Austin Reggae Festival

Auditorium Shores, Friday 22-Sunday 24

A generational gathering, a smokey springtime staple, and an annual blessing for the Central Texas Food Bank, Austin Reggae Fest returns after two pandemic scratches. On Friday, all walks of life will recognize the powerful voice of Mykal Rose (6:30pm) from Black Uhuru's 1979 classic "Guess Who's Coming to Dinner." Saturday, singers Lutan Fyah (5pm) and Anthony B (8:30pm) bring pure Rasta spirit, with hip-hop-influenced reggae star Kabaka Pyramid (6:30pm) in between. Sunday brings it home with local gold-standard Mau Mau Chaplains (2:15pm), 49-year reggae fusion institution Third World (6pm), and Bob scion Julian Marley (8pm). – Kevin Curtin


David Shabani, Clarence James

Augustine Cocktail Lounge, Saturday 23

A nod to his internationally minded 2021 EP Shabani's Smooth Sounds of the Summer, including the cinematic sheen of "Life's Not Fair," David Shabani works midway through a roving concert run integrating locally sourced hip-hop, R&B, and soul. The weekly series, Shabani's Smooth Sounds of the Southwest, debuts his band the Nu Leopards – promising an hour-and-a-half of upbeat originals toying with samples from Alicia Keys to the Isley Brothers. On Rainey, the maestro invites Clarence James' evolving universe at the wonky edges of jazz-influenced indie rock, including lava-lamp-y March single "I'm Melting." – Rachel Rascoe


Nilüfer Yanya

Antone's, Tuesday 26

Call Londoner Nilüfer Yanya's deep, soulful croon to cracking brokenhearted voice "R&B" at your own peril. The 26-year-old Londoner says she feels more rock than ever, though her voice itself comes in softly over her own delicately strummed Fender, lush like red velvet cupcakes and then light like a sun ray. Fresh from Coachella, the singer-songwriter of Irish, Barbadian, and Turkish heritage makes, depending on the song you grab first, quiet indie-pop with lines of post-punk and shoegaze, drum machine dance-rock, trip-hop here and grunge there. Pain and needling shine through just a touch on her sophomore LP, Painless.– Christina Garcia


Amyl & the Sniffers

Hotel Vegas, Tue. 26 & Wed. 27

Australia's prime modern-day punk exports return to the Eastside's prestigious hipster garage room for two nights, in service of last year's Comfort to Me full-length. The incendiary 13-song, 34-minute release is the byproduct of the young fourpiece's pandemic lockdown in their Melbourne band house. Described by rowdily charismatic singer Amy Taylor as "a Mitsubishi Lancer going slightly over the speed limit in a school zone," Comfort's the most robust recorded representation of the live firepower Austin's lucky to experience intimately. – Tim Stegall


Wet, Zsela

Mohawk, Thursday 28

Mohawk hosts "no genres, just vibes" on Thursday with two genre-bending indie/R&B/pop/mellow-emo acts, Brooklyn-based duo Wet and otherworldly queen Zsela. Now in their 30s, Wet's Kelly Zutrau and Joe Valle have come into all their art-school indie glory with April's EP Letter Blue after Fader named them one of 2015's most promising acts. Zsela is fine arts royalty; her father is Chocolate Genius, her mother is photographer Kate Sterlin, and Tessa Thompson is her half sister. Zsela spent years putting together 2020's ethereal five-track Ache of Victory and lately records fun bops with her father on Instagram.  – Clara Wang

Music Notes

by Derek Udensi

H.E.R.

ASSIGNED TASK: Pick up the Austin concert roundup after its final line, "H.E.R.", and continue writing it.

DATA EXTRACTS:
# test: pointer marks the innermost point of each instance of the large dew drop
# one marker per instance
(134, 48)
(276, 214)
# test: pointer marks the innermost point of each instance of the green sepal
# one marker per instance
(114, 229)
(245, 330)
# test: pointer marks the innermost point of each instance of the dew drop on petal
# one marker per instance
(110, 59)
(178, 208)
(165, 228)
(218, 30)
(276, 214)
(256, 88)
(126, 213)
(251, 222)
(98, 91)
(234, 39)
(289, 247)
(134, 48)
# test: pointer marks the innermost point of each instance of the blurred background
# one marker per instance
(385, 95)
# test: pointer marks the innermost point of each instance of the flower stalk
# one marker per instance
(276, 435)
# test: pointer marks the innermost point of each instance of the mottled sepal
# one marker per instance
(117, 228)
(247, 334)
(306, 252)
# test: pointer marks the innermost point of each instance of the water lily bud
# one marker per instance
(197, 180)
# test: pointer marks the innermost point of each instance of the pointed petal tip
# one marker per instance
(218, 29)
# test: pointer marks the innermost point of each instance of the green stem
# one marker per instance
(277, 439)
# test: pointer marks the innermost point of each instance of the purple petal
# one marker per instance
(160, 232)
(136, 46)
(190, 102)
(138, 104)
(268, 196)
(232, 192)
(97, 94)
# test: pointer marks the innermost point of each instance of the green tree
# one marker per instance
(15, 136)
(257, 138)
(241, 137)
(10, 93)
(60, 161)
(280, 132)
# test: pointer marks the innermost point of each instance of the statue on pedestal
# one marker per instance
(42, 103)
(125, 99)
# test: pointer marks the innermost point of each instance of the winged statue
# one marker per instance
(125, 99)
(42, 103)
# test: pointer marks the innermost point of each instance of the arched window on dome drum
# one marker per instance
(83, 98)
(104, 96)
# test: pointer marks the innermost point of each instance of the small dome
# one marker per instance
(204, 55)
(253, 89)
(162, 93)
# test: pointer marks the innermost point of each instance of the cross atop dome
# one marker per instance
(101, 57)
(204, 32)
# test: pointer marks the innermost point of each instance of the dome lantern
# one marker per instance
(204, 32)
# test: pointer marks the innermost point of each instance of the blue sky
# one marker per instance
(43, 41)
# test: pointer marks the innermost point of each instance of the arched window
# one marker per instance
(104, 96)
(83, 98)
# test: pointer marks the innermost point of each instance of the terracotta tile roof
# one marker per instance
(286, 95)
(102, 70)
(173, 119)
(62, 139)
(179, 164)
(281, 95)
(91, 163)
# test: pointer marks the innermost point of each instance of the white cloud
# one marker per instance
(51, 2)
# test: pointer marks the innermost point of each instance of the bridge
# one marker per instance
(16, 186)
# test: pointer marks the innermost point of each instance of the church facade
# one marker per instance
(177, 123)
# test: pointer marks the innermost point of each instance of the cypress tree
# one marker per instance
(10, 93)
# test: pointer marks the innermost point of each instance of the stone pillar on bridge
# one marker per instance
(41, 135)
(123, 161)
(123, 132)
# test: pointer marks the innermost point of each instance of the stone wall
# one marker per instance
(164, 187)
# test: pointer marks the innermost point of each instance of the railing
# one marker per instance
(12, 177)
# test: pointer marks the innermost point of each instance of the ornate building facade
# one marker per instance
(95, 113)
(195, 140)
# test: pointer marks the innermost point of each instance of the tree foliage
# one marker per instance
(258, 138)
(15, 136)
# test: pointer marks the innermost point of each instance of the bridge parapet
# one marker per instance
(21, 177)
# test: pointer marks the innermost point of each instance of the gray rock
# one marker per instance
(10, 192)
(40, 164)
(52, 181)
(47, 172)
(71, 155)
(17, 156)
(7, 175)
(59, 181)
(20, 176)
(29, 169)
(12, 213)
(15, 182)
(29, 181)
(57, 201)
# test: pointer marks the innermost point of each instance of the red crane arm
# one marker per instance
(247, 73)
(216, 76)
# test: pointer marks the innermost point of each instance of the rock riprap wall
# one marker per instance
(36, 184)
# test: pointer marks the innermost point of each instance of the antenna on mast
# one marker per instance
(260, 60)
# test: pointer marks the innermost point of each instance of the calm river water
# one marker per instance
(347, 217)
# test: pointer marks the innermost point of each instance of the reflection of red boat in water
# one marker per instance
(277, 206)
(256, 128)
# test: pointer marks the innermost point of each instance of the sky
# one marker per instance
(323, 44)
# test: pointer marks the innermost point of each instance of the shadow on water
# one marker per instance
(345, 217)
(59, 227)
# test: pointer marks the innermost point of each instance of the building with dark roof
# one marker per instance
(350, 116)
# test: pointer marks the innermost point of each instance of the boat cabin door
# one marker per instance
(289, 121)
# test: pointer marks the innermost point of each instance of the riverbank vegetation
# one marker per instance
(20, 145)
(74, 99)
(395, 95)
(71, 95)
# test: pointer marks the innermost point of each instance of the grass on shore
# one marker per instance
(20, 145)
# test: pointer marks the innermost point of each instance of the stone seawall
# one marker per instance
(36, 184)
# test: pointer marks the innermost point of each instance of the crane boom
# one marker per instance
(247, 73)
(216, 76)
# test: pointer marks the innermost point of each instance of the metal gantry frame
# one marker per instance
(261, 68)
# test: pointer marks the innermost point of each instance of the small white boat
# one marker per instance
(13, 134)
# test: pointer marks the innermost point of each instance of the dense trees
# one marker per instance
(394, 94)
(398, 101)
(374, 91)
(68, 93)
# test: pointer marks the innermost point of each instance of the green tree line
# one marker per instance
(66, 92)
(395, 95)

OUTPUT FOR THIS TASK:
Thursday 21, Moody Amphitheater
Grammy-winning, R&B-singing, electric guitar-slaying Bay Area talent whose mysterious shades induce envy.

Bon Jovi
Saturday 23, Moody Center
The prequel week to the Moody Center’s April 29 “grand opening” rages on with Rock & Roll Hall of Fame inductee Bon Jovi. Austin’s supposed first-ever “world-class venue” returns attendees to the Eighties with bad medicine and hopeful prayer.

Brazil Fest 2022
Sunday 24, Haute Spot
Various Austin-based artists with Brazilian ties put on the first Brazil Fest, with a view toward benefiting Cultura Brasil Austin.

Justin Bieber
Wednesday 27, Moody Center
The Canadian pop/R&B boy wonder, still just 28, has evolved from incessantly wailing “baby” in an annoyingly unavoidable high cadence to professing his love for wife Hailey Baldwin – curses and all – on the 2022 Grammys stage. Openers include Jaden Smith.


Update: an earlier version of this story contained a different interview with Spirit Adrift.